> Text shown

....................

Quantitative Social Science: An Introduction

Kosuke Imai

Publisher:

Princeton University Press

Publication Date:

2017

Number of Pages:

408

Format:

Paperback

Price:

49.50

ISBN:

9780691175461

Category:

Textbook

BLL Rating:

BLL

The Basic Library List Committee suggests that undergraduate mathematics libraries consider this book for acquisition.

MAA Review
Table of Contents

[Reviewed by

Jason M. Graham

, on

08/9/2017

]

Today, data science involves an interesting mixture of area-specific content knowledge with quantitative methods and computing. Furthermore, one may find data scientists occupying positions in a variety of academic departments, from computer science to marketing, and also in a variety of different industries. Of course, being well established collectors of data, social scientists ranging from the political to the psychological often require as much use of modern data science tools as any other group of researchers. Yet social scientists do not typically obtain the same level of training in computing, mathematics and statistics as their peers in the natural and computing sciences. Hence the existence of this book.

....................

> Given data
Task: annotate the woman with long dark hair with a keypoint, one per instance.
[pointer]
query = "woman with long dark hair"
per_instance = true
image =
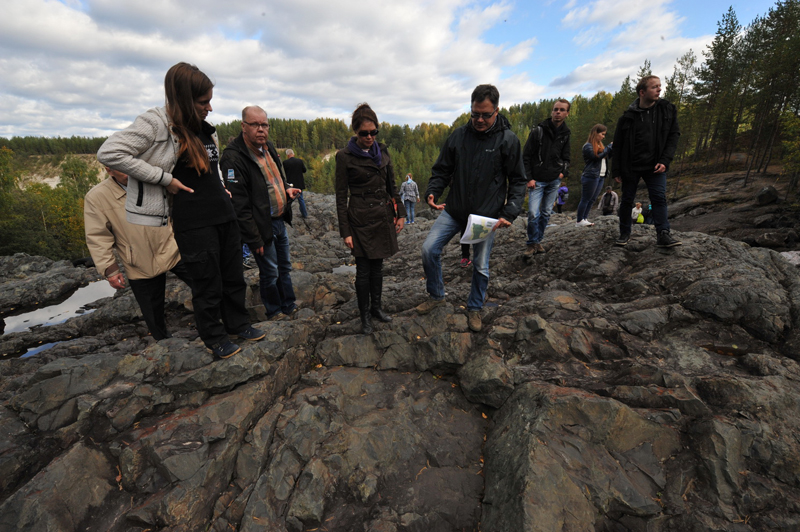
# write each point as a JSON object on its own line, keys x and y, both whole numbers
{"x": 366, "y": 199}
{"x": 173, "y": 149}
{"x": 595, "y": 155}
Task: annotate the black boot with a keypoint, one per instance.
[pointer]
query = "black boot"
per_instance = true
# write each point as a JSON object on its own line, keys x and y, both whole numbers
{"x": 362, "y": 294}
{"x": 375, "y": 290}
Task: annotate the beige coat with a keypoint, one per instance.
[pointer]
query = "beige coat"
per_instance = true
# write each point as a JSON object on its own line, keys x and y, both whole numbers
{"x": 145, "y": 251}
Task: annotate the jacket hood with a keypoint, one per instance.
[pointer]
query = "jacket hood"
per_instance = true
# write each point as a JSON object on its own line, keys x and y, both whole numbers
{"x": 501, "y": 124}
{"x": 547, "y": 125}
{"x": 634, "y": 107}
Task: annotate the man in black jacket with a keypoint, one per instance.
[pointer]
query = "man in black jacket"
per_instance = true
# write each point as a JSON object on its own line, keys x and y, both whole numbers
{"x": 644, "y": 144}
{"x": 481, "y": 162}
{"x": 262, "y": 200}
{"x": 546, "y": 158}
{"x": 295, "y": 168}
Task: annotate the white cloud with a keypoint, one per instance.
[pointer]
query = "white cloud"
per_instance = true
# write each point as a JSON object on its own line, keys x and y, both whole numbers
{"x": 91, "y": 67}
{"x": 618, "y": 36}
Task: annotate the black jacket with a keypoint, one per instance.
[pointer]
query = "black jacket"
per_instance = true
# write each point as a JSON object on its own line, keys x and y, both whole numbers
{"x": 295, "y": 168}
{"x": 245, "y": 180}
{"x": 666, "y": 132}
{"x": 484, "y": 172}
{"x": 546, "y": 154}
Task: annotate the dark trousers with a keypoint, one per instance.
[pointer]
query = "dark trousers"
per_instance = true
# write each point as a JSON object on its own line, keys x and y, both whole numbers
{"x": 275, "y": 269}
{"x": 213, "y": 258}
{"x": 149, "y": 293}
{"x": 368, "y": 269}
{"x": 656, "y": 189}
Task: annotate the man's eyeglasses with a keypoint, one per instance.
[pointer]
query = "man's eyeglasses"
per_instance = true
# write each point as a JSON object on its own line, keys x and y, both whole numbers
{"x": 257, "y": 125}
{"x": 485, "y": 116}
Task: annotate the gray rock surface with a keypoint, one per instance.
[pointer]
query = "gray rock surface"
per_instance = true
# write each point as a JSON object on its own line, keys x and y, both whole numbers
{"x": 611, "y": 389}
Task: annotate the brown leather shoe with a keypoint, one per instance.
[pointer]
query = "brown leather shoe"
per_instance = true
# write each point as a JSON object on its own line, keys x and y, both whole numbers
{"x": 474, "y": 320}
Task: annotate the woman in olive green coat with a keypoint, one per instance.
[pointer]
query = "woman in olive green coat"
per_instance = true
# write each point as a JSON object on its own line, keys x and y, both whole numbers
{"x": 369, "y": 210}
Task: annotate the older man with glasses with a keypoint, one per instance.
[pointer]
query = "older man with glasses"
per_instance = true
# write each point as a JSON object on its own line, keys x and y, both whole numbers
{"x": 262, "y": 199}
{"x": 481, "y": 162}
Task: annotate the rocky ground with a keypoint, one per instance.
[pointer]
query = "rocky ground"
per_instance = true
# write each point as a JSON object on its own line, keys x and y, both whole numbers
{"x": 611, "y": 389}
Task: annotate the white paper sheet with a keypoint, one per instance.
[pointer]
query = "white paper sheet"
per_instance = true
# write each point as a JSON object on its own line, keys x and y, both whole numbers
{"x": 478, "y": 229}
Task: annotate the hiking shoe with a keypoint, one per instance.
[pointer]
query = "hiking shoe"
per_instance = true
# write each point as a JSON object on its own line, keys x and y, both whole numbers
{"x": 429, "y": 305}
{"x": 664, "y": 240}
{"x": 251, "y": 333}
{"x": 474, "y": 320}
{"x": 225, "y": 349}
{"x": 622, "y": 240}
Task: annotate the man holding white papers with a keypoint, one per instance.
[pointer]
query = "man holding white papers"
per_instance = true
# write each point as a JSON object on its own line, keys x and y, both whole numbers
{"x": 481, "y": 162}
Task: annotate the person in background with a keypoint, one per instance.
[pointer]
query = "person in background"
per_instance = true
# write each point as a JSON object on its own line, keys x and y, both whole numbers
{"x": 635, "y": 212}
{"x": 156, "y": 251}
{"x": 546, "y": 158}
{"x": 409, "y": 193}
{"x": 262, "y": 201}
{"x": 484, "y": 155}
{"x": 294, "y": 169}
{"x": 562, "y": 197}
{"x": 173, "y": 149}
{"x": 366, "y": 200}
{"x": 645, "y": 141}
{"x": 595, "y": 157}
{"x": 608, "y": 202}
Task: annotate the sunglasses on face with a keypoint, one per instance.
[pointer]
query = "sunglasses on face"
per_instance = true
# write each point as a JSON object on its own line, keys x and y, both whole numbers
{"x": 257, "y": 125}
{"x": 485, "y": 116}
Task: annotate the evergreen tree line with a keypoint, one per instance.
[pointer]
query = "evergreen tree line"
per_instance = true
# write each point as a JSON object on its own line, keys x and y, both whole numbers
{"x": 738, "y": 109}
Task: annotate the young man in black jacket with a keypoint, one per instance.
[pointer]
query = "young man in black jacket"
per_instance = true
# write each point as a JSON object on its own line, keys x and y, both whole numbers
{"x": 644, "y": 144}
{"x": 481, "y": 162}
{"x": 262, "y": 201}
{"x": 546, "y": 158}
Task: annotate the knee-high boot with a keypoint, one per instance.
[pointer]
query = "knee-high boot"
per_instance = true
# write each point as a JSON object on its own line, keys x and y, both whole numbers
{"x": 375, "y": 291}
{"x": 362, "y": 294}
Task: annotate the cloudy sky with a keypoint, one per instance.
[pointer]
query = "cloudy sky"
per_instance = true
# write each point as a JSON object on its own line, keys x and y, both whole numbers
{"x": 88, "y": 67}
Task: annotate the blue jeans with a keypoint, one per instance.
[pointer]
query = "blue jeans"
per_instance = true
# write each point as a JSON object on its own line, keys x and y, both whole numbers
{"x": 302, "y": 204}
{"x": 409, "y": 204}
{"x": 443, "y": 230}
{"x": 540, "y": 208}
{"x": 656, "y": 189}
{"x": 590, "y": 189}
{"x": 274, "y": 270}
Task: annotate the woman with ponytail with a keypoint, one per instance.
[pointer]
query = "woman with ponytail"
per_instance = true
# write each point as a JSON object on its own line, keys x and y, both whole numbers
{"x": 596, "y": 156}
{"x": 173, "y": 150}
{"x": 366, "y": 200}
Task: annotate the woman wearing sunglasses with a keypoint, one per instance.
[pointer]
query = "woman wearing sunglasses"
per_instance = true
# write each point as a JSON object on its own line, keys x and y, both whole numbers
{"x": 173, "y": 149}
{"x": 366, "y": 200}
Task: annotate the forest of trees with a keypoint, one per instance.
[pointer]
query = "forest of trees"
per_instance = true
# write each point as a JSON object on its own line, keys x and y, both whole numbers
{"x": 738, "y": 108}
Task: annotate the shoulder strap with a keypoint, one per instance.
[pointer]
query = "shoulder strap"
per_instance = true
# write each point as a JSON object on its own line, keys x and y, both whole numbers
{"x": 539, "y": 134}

....................

> Challenge 1
According to the book review, who published Quantitative Social Science: An Introduction?
> Challenge 2
Resume the book review on Quantitative Social Science, continuing after its final sentence.

> Written response 1
Princeton University Press

> Written response 2
In Quantitative Social Science the reader will learn about essential techniques from probability and statistics, predictive modeling, network analysis, data wrangling and visualization, and a few other related topics. The book is written with the needs of social scientists in mind, but this does not mean that the reader must come from a social science background to benefit from reading it. In fact, I believe that this book provides an excellent introduction to data science for almost anyone. This is because the author has masterfully balanced careful explanations of the quantitative theory with the practical computer implementation of the methods applied to real world data sets that many readers will find interesting and appealing.

In order to implement methods and provide the reader with hands on experience in analyzing real data, the author has adopted the R statistical computing platform. In Quantitative Social Science the reader will learn the basics of R and see the relevant R code written out in full. Additionally, there is a website where the reader can access and download data sets and R code.

When it comes to the use of R in Quantitative Social Science An Introduction, there is more than meets the eye. This is because Imai has used the R package swirl to create interactive tutorials in R that the reader can use to test both their understanding of the material covered and their R coding skills. In fact, associated with each chapter are swirl tutorials that carefully reinforce the material of the corresponding chapter. This is in addition to end-of-chapter exercises included in the book.

As I was working through the book, I discovered a problem with a couple of the corresponding data sets from the web site. Specifically, for some reason I could not download the twitter-senator data set, and there was a data set for which the column names did not correspond to those used in the book. These are minor problems, but they should be corrected.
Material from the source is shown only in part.